**Exercise text**

We deliver detailed HLA reports to clients immediately after their HLA sequencing runs are complete. The reports include information about HLA allele typing calls, allele ambiguities and relevant metadata.
The full set of HLA loci available for sequencing and typing is:
- HLA-E (coming soon)
The exact set of loci displayed in an HLA report will depend on which loci were chosen for sequencing. We generally sequence a minimum of 6 loci up to 12 loci. We may soon offer HLA-E allele typing as well.
Example HLA Report
We’ll review here the major elements in a sample HLA report.
Fig. 1 shows an overview of typing results for all loci in a single sample. For each locus the typing call for “Allele 1” and “Allele 2” is shown. By default these are displayed to 4-digit accuracy. If desired, we can display to 1-digit, 2-digit or 3-digit accuracy instead of 4-digit accuracy.
The CWD (Common and Well-Documented) status of each allele is shown next, as follows:
- C = Common
- WD = Well Documented
- No = Not available in the IMGT/HLA CWD list
CWD alleles are incorporated in the IMGT/HLA database and are updated periodically as immunogenetics researchers discover additional alleles. If an allele, and therefore its corresponding CWD status, is missing in the report (blank field), or the field contains “No typing result available”, this indicates that the allele itself is missing in the sample or in the subject’s genome. This most often occurs in HLA genes DRB3, DRB4 and DRB5. These genes are frequently absent in familial or ethnic cohorts.

**Dataset**
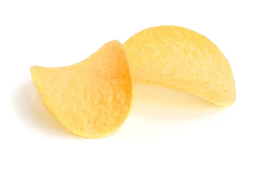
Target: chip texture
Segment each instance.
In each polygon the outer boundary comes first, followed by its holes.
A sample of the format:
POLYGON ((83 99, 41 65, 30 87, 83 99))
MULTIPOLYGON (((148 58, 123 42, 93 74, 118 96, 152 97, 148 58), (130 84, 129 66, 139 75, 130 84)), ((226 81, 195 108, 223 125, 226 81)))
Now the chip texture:
POLYGON ((228 60, 209 39, 174 26, 151 27, 123 43, 135 82, 186 91, 220 106, 235 101, 228 60))
POLYGON ((122 44, 113 40, 71 65, 33 66, 31 76, 58 121, 77 135, 98 138, 117 130, 129 113, 133 82, 122 44))

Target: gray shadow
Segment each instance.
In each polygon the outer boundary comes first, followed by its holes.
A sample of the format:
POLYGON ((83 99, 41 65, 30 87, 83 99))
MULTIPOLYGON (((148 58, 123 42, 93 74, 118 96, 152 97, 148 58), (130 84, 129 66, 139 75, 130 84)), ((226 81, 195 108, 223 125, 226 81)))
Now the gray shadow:
POLYGON ((25 125, 34 126, 38 132, 48 135, 81 138, 67 130, 48 111, 32 80, 23 85, 15 94, 13 104, 15 113, 25 125))
POLYGON ((135 85, 131 114, 143 119, 183 120, 209 116, 225 107, 186 92, 144 84, 135 85))

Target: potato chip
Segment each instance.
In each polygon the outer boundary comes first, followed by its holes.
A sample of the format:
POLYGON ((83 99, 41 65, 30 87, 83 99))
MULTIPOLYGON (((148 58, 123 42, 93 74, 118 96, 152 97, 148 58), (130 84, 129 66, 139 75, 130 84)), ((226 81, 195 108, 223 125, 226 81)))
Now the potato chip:
POLYGON ((135 82, 186 91, 220 106, 235 102, 229 62, 206 37, 185 28, 162 26, 136 34, 123 45, 135 82))
POLYGON ((128 115, 133 82, 122 45, 105 44, 81 62, 68 66, 30 68, 46 106, 67 129, 98 138, 117 130, 128 115))

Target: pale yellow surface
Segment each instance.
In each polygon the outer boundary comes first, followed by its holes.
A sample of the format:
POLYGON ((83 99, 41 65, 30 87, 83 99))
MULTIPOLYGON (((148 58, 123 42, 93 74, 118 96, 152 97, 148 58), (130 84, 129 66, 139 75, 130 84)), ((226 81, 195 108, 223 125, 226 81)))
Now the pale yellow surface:
POLYGON ((124 44, 135 82, 186 91, 217 105, 236 97, 229 62, 205 36, 183 27, 149 28, 124 44))
POLYGON ((117 40, 72 65, 30 68, 50 112, 72 133, 91 138, 117 130, 129 114, 134 88, 126 53, 117 40))

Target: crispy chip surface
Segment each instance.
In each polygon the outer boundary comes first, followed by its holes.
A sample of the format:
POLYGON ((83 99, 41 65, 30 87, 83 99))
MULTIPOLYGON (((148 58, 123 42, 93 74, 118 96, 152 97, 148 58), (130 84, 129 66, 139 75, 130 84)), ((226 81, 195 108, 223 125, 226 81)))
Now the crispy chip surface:
POLYGON ((206 37, 173 26, 143 30, 124 44, 135 82, 186 91, 220 106, 236 97, 229 62, 206 37))
POLYGON ((67 129, 90 138, 105 137, 126 119, 133 83, 122 45, 106 43, 88 58, 62 67, 30 68, 46 106, 67 129))

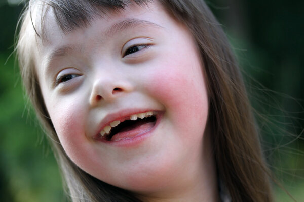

**To do**
**A)** According to the HLA report text, why do blank allele fields most often turn up in DRB3, DRB4 and DRB5?
**B)** What CWD status codes does the HLA report text list, and what does each one mean?
**C)** Can you return the passage of the HLA report text from "The full set" up to and including "of 4-digit accuracy.", word for word?
The rows have no connection to the HLA report text.

**Exercise answers**
**A)** A blank field means the allele itself is missing in the sample or in the subject's genome. The genes DRB3, DRB4 and DRB5 are frequently absent in familial or ethnic cohorts.

**B)**
- C = Common
- WD = Well Documented
- No = Not available in the IMGT/HLA CWD list

**C)**
The full set of HLA loci available for sequencing and typing is:
- HLA-E (coming soon)
The exact set of loci displayed in an HLA report will depend on which loci were chosen for sequencing. We generally sequence a minimum of 6 loci up to 12 loci. We may soon offer HLA-E allele typing as well.
Example HLA Report
We’ll review here the major elements in a sample HLA report.
Fig. 1 shows an overview of typing results for all loci in a single sample. For each locus the typing call for “Allele 1” and “Allele 2” is shown. By default these are displayed to 4-digit accuracy. If desired, we can display to 1-digit, 2-digit or 3-digit accuracy instead of 4-digit accuracy.